_Task description_. Please pick out and copy every line of the material below that contains the word "front".

--- Begin Material shown ---

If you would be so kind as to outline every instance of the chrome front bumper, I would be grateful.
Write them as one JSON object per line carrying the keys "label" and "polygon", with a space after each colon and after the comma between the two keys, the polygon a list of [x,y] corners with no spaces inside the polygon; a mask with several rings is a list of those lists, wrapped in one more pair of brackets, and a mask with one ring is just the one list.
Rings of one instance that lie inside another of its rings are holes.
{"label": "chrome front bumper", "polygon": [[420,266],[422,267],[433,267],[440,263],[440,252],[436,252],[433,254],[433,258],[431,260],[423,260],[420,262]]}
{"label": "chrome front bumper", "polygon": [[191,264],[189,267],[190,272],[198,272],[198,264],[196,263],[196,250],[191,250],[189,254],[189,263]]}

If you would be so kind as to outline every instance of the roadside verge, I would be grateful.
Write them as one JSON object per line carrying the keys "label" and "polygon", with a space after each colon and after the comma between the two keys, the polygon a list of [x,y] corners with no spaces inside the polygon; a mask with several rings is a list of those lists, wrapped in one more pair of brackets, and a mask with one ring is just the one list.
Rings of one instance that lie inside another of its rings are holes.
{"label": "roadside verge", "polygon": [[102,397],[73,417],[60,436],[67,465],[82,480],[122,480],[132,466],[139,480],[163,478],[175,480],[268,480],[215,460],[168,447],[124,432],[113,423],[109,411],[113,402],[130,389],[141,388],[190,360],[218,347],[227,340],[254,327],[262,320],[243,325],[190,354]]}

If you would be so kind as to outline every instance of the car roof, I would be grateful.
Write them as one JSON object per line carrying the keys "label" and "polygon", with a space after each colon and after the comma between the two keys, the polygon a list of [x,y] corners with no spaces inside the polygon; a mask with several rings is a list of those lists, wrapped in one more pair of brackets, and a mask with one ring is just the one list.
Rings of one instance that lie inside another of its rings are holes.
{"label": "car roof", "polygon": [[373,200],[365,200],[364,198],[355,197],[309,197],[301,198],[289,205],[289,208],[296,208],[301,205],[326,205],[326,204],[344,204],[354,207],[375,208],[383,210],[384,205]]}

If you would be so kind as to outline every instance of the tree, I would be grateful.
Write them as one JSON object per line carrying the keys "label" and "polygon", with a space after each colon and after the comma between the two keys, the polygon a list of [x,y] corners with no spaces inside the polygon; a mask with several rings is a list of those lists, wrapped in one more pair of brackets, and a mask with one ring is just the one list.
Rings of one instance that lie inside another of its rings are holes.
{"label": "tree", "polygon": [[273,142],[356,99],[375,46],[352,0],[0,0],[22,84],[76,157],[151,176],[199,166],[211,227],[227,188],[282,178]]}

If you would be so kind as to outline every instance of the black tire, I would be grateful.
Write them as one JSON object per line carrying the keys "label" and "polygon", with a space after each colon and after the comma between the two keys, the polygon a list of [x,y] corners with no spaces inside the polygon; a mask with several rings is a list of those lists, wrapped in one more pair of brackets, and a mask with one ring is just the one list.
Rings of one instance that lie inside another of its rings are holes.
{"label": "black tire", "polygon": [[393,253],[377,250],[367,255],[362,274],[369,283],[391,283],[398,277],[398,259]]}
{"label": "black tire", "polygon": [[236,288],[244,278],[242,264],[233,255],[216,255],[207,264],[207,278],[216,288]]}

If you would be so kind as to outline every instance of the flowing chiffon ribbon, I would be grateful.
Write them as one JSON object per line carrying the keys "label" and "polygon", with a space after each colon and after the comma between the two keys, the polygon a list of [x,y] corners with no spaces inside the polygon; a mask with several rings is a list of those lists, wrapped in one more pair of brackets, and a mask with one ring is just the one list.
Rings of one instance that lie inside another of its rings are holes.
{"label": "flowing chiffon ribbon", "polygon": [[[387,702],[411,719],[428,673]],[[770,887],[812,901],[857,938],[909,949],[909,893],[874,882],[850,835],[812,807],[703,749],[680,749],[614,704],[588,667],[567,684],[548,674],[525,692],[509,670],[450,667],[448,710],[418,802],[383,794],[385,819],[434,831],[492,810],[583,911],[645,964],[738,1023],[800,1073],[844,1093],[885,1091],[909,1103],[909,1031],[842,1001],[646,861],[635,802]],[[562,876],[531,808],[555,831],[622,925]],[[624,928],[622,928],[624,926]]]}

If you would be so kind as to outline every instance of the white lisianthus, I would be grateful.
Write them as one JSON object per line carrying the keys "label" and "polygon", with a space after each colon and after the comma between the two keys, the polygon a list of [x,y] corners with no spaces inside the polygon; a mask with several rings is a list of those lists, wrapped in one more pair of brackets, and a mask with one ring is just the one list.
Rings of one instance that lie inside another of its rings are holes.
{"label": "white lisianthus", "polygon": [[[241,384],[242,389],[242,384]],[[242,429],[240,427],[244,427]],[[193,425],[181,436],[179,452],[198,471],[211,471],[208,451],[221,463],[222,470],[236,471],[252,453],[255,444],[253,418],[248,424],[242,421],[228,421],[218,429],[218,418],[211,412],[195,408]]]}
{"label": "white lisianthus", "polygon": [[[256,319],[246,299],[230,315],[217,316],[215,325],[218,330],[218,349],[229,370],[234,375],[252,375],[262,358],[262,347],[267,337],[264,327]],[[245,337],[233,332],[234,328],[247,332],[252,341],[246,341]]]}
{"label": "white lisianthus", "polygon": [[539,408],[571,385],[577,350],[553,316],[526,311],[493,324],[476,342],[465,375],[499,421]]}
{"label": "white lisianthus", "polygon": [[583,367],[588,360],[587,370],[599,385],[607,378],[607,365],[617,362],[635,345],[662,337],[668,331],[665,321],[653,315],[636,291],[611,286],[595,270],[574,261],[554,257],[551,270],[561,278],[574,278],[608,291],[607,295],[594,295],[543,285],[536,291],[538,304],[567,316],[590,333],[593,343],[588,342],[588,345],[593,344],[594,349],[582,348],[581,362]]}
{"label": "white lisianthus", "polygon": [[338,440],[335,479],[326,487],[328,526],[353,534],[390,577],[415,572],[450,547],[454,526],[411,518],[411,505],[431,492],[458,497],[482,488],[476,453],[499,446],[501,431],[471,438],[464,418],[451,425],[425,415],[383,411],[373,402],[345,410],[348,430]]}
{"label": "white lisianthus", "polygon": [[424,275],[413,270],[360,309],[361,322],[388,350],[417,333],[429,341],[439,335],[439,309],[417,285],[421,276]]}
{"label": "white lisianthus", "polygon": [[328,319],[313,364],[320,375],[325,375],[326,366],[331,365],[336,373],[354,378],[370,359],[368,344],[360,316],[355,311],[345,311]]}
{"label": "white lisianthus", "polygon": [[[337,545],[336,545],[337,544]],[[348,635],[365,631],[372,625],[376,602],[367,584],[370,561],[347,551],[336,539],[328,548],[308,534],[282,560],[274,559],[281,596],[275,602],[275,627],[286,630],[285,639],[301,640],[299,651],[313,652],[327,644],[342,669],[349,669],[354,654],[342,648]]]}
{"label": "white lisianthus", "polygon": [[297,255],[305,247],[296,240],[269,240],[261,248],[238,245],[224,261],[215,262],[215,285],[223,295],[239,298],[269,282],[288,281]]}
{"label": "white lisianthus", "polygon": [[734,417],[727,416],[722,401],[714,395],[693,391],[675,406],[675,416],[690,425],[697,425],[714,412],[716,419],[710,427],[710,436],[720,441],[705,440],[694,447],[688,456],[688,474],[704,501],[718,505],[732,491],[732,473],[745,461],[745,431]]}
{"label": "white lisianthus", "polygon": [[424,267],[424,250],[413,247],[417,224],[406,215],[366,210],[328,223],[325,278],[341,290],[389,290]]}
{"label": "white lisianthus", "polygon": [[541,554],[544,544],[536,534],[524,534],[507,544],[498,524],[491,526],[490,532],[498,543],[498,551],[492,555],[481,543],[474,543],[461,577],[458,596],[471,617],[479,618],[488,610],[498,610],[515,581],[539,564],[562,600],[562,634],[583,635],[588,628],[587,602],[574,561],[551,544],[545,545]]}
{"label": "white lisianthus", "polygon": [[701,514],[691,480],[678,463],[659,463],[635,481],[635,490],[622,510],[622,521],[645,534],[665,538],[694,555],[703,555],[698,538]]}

--- End Material shown ---

_Task solution_.
If you would be so kind as to outline every instance of the chrome front bumper, I would be grateful.
{"label": "chrome front bumper", "polygon": [[420,266],[422,267],[433,267],[440,263],[440,252],[436,252],[433,254],[433,258],[431,260],[423,260],[420,262]]}
{"label": "chrome front bumper", "polygon": [[191,264],[189,267],[190,272],[198,272],[198,264],[196,263],[196,250],[191,250],[189,254],[189,263]]}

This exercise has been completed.